▸ Exercise instructions
Nothing but an exact repetition of the listing should be returned.

▸ Source material
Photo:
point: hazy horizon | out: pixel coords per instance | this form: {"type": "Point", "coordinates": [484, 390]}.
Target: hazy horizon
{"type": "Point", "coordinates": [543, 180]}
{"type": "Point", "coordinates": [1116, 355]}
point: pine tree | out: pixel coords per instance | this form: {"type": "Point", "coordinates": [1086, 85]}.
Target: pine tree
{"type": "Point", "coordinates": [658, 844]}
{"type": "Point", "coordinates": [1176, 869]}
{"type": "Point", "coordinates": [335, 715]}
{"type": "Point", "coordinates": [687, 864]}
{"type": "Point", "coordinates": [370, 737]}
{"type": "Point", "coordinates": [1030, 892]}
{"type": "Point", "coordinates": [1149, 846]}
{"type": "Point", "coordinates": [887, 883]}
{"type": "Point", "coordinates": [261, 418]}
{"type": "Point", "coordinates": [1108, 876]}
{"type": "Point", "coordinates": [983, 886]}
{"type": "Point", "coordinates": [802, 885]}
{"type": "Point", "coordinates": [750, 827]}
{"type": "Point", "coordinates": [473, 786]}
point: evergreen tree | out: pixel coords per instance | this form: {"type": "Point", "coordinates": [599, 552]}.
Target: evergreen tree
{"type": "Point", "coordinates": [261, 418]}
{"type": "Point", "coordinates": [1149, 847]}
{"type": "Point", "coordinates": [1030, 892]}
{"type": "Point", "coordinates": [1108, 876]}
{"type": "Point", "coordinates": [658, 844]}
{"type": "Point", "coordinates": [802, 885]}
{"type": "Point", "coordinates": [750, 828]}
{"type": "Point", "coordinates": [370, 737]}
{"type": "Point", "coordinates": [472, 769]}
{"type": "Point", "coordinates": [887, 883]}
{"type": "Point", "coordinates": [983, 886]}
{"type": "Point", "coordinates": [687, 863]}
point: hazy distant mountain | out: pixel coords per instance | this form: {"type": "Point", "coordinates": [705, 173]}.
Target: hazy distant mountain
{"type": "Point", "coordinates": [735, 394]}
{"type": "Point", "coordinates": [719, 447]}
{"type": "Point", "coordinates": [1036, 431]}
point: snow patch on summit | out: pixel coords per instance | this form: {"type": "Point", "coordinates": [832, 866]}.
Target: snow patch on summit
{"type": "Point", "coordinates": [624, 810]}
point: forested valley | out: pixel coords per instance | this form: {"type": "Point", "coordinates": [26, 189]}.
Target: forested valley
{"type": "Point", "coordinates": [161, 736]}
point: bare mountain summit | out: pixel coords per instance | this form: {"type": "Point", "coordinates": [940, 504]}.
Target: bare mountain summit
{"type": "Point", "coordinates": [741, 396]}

▸ Finished task
Photo:
point: hazy horizon | out: pixel coords per instance | this form: {"type": "Point", "coordinates": [484, 390]}.
Target: hazy horizon
{"type": "Point", "coordinates": [543, 180]}
{"type": "Point", "coordinates": [1116, 355]}
point: pine tree | out: pixel coords per instance | this form: {"type": "Point", "coordinates": [1086, 85]}.
Target: pine tree
{"type": "Point", "coordinates": [658, 844]}
{"type": "Point", "coordinates": [1176, 869]}
{"type": "Point", "coordinates": [335, 715]}
{"type": "Point", "coordinates": [687, 864]}
{"type": "Point", "coordinates": [370, 737]}
{"type": "Point", "coordinates": [1030, 892]}
{"type": "Point", "coordinates": [1149, 846]}
{"type": "Point", "coordinates": [887, 883]}
{"type": "Point", "coordinates": [261, 418]}
{"type": "Point", "coordinates": [1108, 876]}
{"type": "Point", "coordinates": [983, 886]}
{"type": "Point", "coordinates": [802, 885]}
{"type": "Point", "coordinates": [750, 827]}
{"type": "Point", "coordinates": [473, 786]}
point: evergreen tree | out: pixel coords per instance | this form: {"type": "Point", "coordinates": [599, 552]}.
Target: evergreen tree
{"type": "Point", "coordinates": [261, 418]}
{"type": "Point", "coordinates": [1149, 847]}
{"type": "Point", "coordinates": [1030, 892]}
{"type": "Point", "coordinates": [1108, 876]}
{"type": "Point", "coordinates": [658, 844]}
{"type": "Point", "coordinates": [802, 885]}
{"type": "Point", "coordinates": [750, 828]}
{"type": "Point", "coordinates": [370, 737]}
{"type": "Point", "coordinates": [472, 769]}
{"type": "Point", "coordinates": [887, 883]}
{"type": "Point", "coordinates": [983, 886]}
{"type": "Point", "coordinates": [687, 863]}
point: hazy distant mountain | out: pixel coords per instance | this form: {"type": "Point", "coordinates": [705, 173]}.
Target: hazy distant mountain
{"type": "Point", "coordinates": [735, 394]}
{"type": "Point", "coordinates": [719, 447]}
{"type": "Point", "coordinates": [1036, 431]}
point: snow patch on summit | out: pixel coords per instance | this form: {"type": "Point", "coordinates": [832, 866]}.
Target: snow patch on summit
{"type": "Point", "coordinates": [624, 810]}
point: forested valley | out: pixel coords per instance | this form: {"type": "Point", "coordinates": [26, 189]}.
Target: forested valley
{"type": "Point", "coordinates": [161, 736]}
point: bare mountain summit | out: pixel coords per instance | this form: {"type": "Point", "coordinates": [940, 504]}.
Target: bare mountain summit
{"type": "Point", "coordinates": [741, 396]}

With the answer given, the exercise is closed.